■ **Tasks**:
**a.** Answer these from the influence lists, marking each answer (i), (ii) or (iii) to match its question:
(i) Which author is given for Mists of Avalon?
(ii) What does one poster call MTU, in quotation marks?
(iii) Which Frederick Forsyth novel is listed under "Non SF"?
**b.** Set down part of the influence lists word for word. Begin at the words "Frederick Forsyth, The" and stop after the words "- Brian Daley.".
**c.** Extend the influence lists past their last line.

■ **Source extract**:
★ ★ ★ ★ ★

Non-Sci-Fi Literature:
Umberto Eco: The Name of the Rose
Michael Scott Rohan: The Winter of the World
Marion Zimmer Bradley: Mists of Avalon

Sci-Fi Movies
Alien(s)
Soylent Green
Ghost in the Shell
Akira
Serenity
Abyss

Non-Sci-Fi Movies
Apocalypse Now

Sci-Fi TV Shows
Babylon 5
Red Dwarf
Dark Skies
Star Hunter
Firefly

Non-Sci-Fi TV Shows
24
Lost

Computer Games
System Shock 1&2
Starflight 1&2
Frontier: First Encounters
Starcraft
X-Com 1&2
Star Control 2
Alien vs. Predator 2
Thief 1&2 (I know, I know, steampunk fantasy but still useful :))
 
The main influences and flavours for MTU are:
The Stainless Steel Rat
Shadowrun
The Maltese Falcon
Star Wars
Blake's Seven

It's a bit of a 'SF Noir'.
 
Andre Norton (especially the Solar Queen series)
Poul Anderson's future history stories
H. Beam Piper's future history stories
Harry Harrison's Stainless Steel Rat stories
Isaac Asimov's Foundation and Robot stories
Larry Niven's Known Space stories
C. J. Cherryh Downbelow Station and Merchanter's Luck
David Weber's Honor Harrington series
Robert Heinlein's Starship Troopers

Alien, Aliens
Outland
Firefly/Serenity
Babylon 5
 
Yes to all the above plus

Magazines

Heavy Metal
Epic (out of print)

Graphic Theme books on aliens, spacecraft, space, high fantasy

Analog
and several others

Dave Chase
 
Non SF:

Frederick Forsyth, The Dogs of War.

Actually ran this on Ruie. Unfortunately the PC's decided to attack the dictator's compound by hovering over it with the free trader that was used to transport the strike force and hose the compound down with the ship's lasers.
 
Books
Han Solo trilogy - Brian Daley.
Splinter of the Mind's Eye - Alan Dean Foster.
Dune - Frank Herbert.

Movies
Aliens.
Star Wars.
Star Trek.

Game
Star Frontiers.
 
Books
Asimov canon
Clarke canon
Herbert canon
Weber in parts
Sten series
parts of Harrison's lesser known novels
A. Reynolds
some Womack
Elizabeth Moon
some Halderman
some Bova

Films
Outland
Saturn 3
Star Wars
Alien(s)

★ ★ ★ ★ ★

■ **Recorded information**:
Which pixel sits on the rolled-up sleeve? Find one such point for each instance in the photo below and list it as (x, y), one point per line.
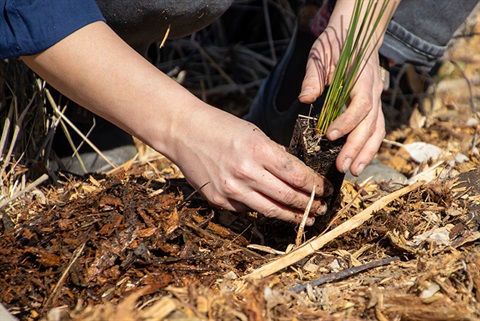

★ ★ ★ ★ ★

■ **Results in order**:
**a.**
(i) Marion Zimmer Bradley
(ii) 'SF Noir'
(iii) The Dogs of War

**b.**
Frederick Forsyth, The Dogs of War.

Actually ran this on Ruie. Unfortunately the PC's decided to attack the dictator's compound by hovering over it with the free trader that was used to transport the strike force and hose the compound down with the ship's lasers.
 
Books
Han Solo trilogy - Brian Daley.

**c.**
Dune

SF Art
Fantastic art but tinged with realism (hence more paintings than computer rendering but with a good artist hard to tell some times)

Games
Fading Suns
Star Frontiers
Star*Drive
Cthulhu Rising
 
Wow. Big question. I have to say that anything I have read both fiction and non-fiction has had an effect on MyTU.

This includes everything from Aurthurian tales and the Illiad to Heinlein and Gordon Dickson.
 
Oh, man, I can't believe I didn't list Outland. What a great film and it sure does fit in my universe.
I think this is the hard part of a question like this. We quickly think of the titles but in point of fact other stuff has had an influence even though we do not think of it right away.

Some of the non-SciFi has had as much influence as the sciFi stuff for me. I can not imagine how much of my stuff has been drawn from Police and Spy genre films and books. Even westerns have had an impact as well.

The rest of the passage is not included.